====== Alıntı metin ======

Her satırın yansıttığı gerçeklik ürpertici!
Bugün yapılmak istenen nedir?
Yalnızca hükümeti alaşağı etmek mi?
Elbette ki daha ötesi. Türkiye’yi Ortadoğu’nun yeni haritasını biçimlendirmede hizaya sokmak. Bunu yapabilecek daha “kukla” bir yönetimi başa getirmek. Çünkü, ABD taşeron usulüyle çalışır.
Okurken düşünmek
“Vatansever yanılgı”mı diyeceğiz siyasi iktidarın bu “aldanmışız” ya da “bana ahmak diyebilirsiniz” nidalarına?
“İyi savaş” var mıdır? Yurdunu savunmak diyebiliriz. Eğer bir işgal varsa, bu kaçınılmaz.
Marshall Planı’nı bilmeden olup bitenleri anlamak güç.
Amerika’nın kendini sevimli kılmak için maskelediği bir adım. Bunun Türkiye’ye yansımaları ve uygulamaları iyice irdelenmeli.
“Soğuk Savaş” sonrası ABD’nin yeni bir kuşatma hareketinin önemli projesidir bu plan.

======

**Yapılacak iş**
Alıntı metne göre ABD'nin hangi usulle çalıştığını yazın. Bundan sonra gelen satırların alıntı metinle bir ilgisi yoktur.

====== Sağlanan bilgiler ======

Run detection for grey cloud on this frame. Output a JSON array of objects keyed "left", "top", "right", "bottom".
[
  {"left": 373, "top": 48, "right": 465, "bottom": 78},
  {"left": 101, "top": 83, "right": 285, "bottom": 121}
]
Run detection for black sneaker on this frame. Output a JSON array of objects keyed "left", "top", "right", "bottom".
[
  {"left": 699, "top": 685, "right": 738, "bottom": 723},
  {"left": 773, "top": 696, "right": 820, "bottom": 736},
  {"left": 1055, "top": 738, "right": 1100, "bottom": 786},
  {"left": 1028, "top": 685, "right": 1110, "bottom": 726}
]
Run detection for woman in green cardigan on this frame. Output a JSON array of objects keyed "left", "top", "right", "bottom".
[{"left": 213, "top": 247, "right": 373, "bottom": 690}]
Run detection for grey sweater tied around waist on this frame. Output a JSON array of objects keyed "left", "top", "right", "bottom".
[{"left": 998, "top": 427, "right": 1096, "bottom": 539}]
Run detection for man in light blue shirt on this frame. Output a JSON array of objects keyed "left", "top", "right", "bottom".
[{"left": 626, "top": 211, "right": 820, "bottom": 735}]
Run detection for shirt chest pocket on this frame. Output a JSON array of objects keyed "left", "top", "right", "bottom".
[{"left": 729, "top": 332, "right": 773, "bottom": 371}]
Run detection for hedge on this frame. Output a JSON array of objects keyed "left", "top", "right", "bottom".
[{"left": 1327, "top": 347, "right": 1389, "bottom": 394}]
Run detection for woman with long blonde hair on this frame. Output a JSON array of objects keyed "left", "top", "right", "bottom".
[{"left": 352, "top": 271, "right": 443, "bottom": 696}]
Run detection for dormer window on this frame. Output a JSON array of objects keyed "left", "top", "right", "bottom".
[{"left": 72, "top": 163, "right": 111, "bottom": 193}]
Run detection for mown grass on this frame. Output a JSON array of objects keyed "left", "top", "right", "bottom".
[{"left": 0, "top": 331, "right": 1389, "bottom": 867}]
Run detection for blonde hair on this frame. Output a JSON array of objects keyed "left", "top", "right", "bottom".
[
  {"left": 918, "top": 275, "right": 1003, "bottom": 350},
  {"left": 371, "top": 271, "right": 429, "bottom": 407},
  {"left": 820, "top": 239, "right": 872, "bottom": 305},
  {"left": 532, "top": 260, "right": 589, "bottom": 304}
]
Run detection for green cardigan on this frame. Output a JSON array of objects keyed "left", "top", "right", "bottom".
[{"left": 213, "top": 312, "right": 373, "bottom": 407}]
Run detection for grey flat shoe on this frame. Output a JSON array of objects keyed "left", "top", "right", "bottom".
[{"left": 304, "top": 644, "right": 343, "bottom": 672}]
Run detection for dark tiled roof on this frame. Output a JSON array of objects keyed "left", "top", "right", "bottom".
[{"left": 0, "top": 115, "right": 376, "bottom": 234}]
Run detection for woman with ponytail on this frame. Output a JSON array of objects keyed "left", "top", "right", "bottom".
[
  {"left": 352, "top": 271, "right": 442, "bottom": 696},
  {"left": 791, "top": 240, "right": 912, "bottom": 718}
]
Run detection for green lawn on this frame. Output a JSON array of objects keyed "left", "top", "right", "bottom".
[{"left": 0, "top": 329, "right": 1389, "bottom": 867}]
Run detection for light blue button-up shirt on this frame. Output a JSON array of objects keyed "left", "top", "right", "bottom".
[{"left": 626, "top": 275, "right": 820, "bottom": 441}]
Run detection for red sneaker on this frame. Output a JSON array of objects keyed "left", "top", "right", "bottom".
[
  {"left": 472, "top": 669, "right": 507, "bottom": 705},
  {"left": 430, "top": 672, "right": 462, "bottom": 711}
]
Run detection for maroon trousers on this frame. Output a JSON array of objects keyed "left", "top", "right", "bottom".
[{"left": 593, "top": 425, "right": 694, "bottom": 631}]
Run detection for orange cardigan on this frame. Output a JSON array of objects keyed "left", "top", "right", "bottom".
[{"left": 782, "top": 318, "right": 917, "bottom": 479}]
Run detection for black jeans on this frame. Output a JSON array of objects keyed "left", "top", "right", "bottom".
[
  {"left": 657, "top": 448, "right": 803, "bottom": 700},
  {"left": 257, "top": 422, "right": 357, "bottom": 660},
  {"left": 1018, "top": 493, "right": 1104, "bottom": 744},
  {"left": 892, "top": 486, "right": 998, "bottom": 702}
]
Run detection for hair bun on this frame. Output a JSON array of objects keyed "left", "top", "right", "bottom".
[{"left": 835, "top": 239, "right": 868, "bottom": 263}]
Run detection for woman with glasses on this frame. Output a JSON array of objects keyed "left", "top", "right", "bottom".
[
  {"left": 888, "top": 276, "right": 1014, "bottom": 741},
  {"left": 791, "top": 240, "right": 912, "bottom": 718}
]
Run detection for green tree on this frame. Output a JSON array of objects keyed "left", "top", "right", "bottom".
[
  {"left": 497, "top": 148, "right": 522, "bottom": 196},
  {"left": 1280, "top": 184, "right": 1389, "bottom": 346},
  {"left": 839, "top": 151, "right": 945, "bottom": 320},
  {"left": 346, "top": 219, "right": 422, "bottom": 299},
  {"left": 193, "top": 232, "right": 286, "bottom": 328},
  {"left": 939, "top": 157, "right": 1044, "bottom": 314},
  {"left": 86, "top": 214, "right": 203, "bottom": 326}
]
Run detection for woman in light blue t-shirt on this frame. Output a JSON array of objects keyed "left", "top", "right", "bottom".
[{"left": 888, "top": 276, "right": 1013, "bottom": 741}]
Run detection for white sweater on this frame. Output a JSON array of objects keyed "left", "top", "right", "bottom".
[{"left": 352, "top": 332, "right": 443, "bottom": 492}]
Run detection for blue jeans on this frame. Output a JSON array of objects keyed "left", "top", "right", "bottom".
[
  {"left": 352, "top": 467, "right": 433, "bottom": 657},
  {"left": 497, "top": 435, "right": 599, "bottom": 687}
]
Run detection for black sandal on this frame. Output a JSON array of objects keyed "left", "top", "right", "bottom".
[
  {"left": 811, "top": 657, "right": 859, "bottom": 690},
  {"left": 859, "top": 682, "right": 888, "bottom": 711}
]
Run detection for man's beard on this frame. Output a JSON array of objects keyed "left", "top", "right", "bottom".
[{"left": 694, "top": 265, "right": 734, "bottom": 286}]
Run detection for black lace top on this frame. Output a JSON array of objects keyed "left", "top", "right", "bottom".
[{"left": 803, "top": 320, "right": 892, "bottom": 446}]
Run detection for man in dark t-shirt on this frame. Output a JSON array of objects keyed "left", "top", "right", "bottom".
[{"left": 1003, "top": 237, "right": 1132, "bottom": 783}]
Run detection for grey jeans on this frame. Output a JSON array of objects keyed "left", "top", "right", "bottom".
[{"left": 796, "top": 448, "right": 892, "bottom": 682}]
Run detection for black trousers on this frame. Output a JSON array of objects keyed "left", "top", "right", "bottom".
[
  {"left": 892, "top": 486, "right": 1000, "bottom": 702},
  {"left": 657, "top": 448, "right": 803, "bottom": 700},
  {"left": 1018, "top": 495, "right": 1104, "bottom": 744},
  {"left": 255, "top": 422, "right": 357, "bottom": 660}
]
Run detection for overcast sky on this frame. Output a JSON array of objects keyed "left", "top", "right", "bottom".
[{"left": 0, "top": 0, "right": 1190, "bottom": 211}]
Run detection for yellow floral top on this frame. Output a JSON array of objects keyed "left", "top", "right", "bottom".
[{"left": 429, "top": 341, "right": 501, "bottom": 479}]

======

**Yanıt**
ABD taşeron usulüyle çalışır.